[Estratto della fonte]
- - - - -
Questo è stato un viaggio che porterò con me, che resterà forte anche nel legame con colui che l'ha condiviso con me. 
E domattina mi sentirò prima triste, poi mi rimboccherò le maniche e mi darò da fare per ciò che devo, proseguendo nella mia vita. Arriveranno altri viaggi ed altri mondi da scoprire, perché questa è la parte più bella del viaggio, ciò di cui sentirò la mancanza più forte: lasciarsi coinvolgere per conoscere ciò che ci è ignoto, e per questo non basterà mai tutto il tempo del mondo.

sabato 25 agosto 2012

Giorno 14.

Ancora una volta impossibilitata dalla connessione internet inesistente, questo giorno arriva la mattina dopo.
Di nuovo a Delhi, oggi l'ultimo giorno in questo paese. Ieri ho cominciato ad intuire le emozioni contrastanti che mi darà mettermi in viaggio per tornare a casa, dopo tutto questo. Ma domani capirò ancora meglio cosa significa.
Intanto ripensavo a degli aneddoti che mi sono sfuggiti, parlando soprattutto di animali. Perché qui, nella zona di Gurgaon vicino Delhi non se ne vedono, ma sappiamo ormai quali sono i classici. Vacche madri, cani stanchi, capre vispe, scimmie soffici  e piccoli scoiattoli saltellanti su tutti. Ma il gatto? Ecco, ad esempio da queste parti non sembra ben visto e se ne incontrano davvero pochissimi in giro. Qualche giorno fa eravamo sul tuc-tuc, la sera era già calata, e stavamo percorrendo una piccola strada di Varanasi. All'improvviso un gatto rosso, di cui intravedo solo i lineamenti, sfreccia attraversando da un lato all'altro la strada. Il ragazzo indiano alla guida inchioda e si ferma, guardandosi intorno e aspettando che le due biciclette subito dietro di noi attraversassero per prime quel limite immaginario creato dal gatto. Sanjay, che era lì con noi, sorridendo ci spiega che porta sfortuna passare dopo che ha attraversato un gatto. Divertente, dico io, noi abbiamo la stessa tradizione, ma solo con quelli neri. Incredibile come, seppur così lontani, abbiamo un dettaglio del genere quasi in comune.
- - - - -
[Dati]
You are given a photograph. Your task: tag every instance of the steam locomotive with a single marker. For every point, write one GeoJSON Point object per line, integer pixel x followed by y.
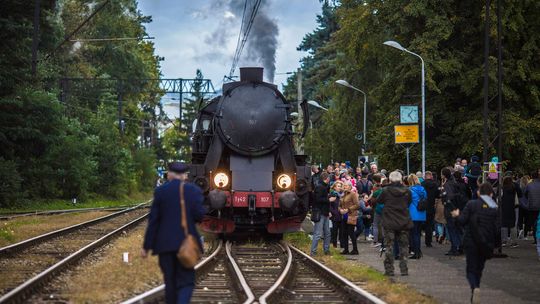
{"type": "Point", "coordinates": [244, 160]}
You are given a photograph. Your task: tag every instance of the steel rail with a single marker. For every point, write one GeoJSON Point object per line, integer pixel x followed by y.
- - - - -
[Compiti]
1. Elenca gli animali che il diario di viaggio indica come "i classici", con gli aggettivi che li accompagnano nel testo.
2. Copia dal diario di viaggio il passo che va da "Ancora una volta" fino a "meglio cosa significa." compreso.
3. Prosegui il diario di viaggio in India riprendendo dopo l'ultima frase riportata.
L'elenco costituisce materiale separato e indipendente dal diario di viaggio.

[Risposte scritte]
1. Vacche madri, cani stanchi, capre vispe, scimmie soffici, piccoli scoiattoli saltellanti.

2.
Ancora una volta impossibilitata dalla connessione internet inesistente, questo giorno arriva la mattina dopo.
Di nuovo a Delhi, oggi l'ultimo giorno in questo paese. Ieri ho cominciato ad intuire le emozioni contrastanti che mi darà mettermi in viaggio per tornare a casa, dopo tutto questo. Ma domani capirò ancora meglio cosa significa.

3.
E poi il topo, anch'esso animale non spesso visibile, ma molto diffuso, un po' come da noi. Ce n'erano parecchi che correvano sulle rotaie del treno alla stazione di Agra, come se ne trova qualcuno in alcuni edifici. Eravamo in un negozio di ninnoli indiani, che vendeva strumenti musicali bellissimi, statuette, persino sedie, gioielli e così via, mentre il venditore si intratteneva in una lunga conversazione con noi, in parte per farci acquistare cose, ma soprattutto perché ne aveva voglia, e si vedeva. Sorrideva spesso, parlava della sua cultura senza quell'aria sognante che spesso abbiamo visto. Così parliamo della religione induista, nella quale crede e che prega quando gli serve qualcosa, come spesso accade. E di Ganesh, il dio con la faccia d'elefante, con una grande pancia, simbolo di prosperità. Il dio che rimuove gli ostacoli, che porta fortuna eccetera. Lui, nelle rappresentazioni, si vede spesso a cavallo di un topo, che è il suo veicolo, dicono. Il negoziante ride, ci dice che nel negozio ce n'è uno, forse due, ma che quindi non può ucciderli. In India non si usano le trappole per ammazzarli, perché essi sono i veicoli di Ganesh, dice con perplessità. Buffo osservare come, in alcune piccole cose, la vita qui sia davvero dipendente dalla religione.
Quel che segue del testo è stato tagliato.